EXTRAIT DE PAGE:
##########
Enfin du corps ! Enfin des oeuvres incarnées, sexuées comme ces chairs de Maria Lassnig ou de Carol Rama. Enfin du mystère et des mythes, du spiritisme et du spirituel. Dans une décennie dominée par le post ou néo-conceptuel, l'exposition internationale conçue par Massimiliano Gioni (lire Le Quotidien de l'Art du 28 mai) est réjouissante car elle remet au centre ce qu'un certain establishment artistique bien-pensant, quasi hygiéniste, a voulu évacuer. Le curateur italo-américain le fait avec d'autant plus de brio qu'il révèle des facettes stupéfiantes de figures dont on pensait avoir fait le tour. Fondateur de l'anthroposophie, le philosophe Rudolf Steiner voulait codifier l'expérience spirituelle et la connaissance métaphysique. Il prêcha la bonne parole dans toute l'Europe, en appuyant ses conférences d'étonnantes représentations cosmogoniques à la craie que beaucoup découvriront pour la première fois. Massimiliano Gioni est passé maître dans les face-à-face déroutants. Pour preuve ce dialogue improbable entre les poupées perverses, Lolita aguicheuses de Morton Bartlett et une « anomalie » dans l'oeuvre de Carl Andre, Passport, une sorte de répertoire de formes datant de 1960, abécédaire dans lequel se révèle l'admiration de l'artiste minimal pour les poètes romantiques.
##########
CONSIGNE:
Répondez aux questions suivantes à partir de l'extrait sur l'exposition de Massimiliano Gioni, ci-dessus.
(a) Quelle doctrine Rudolf Steiner a-t-il fondée ?
(b) Par quoi Steiner appuyait-il ses conférences ?
(c) De quelle année date Passport de Carl Andre ?

Enregistrements d'une collection:
##########
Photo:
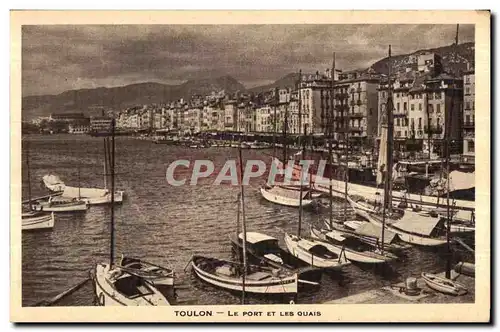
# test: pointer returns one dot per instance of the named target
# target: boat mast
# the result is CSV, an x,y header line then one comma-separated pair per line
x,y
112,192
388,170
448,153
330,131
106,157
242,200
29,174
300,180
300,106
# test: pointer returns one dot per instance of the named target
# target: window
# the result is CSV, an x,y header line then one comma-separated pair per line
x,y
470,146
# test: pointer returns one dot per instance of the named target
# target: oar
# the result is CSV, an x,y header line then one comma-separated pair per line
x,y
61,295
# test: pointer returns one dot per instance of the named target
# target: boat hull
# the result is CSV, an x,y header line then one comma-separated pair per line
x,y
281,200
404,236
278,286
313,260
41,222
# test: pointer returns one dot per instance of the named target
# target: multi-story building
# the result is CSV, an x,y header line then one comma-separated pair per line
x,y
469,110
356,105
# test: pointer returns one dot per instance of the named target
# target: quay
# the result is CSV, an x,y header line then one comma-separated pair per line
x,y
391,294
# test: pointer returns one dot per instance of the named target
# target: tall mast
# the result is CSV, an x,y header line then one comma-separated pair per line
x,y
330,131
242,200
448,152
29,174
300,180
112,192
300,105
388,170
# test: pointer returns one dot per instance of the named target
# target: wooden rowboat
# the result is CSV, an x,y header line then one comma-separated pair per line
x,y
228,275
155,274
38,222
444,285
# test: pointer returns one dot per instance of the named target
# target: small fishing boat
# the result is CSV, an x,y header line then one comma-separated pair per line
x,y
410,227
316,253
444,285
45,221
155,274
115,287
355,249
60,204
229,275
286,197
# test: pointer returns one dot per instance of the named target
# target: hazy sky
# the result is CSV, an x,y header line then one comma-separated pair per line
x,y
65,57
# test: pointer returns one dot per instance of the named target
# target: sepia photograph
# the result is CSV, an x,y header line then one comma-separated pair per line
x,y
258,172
##########
RÉPONSE COMPLÈTE:
(a) L'anthroposophie.
(b) Par d'étonnantes représentations cosmogoniques à la craie.
(c) De 1960.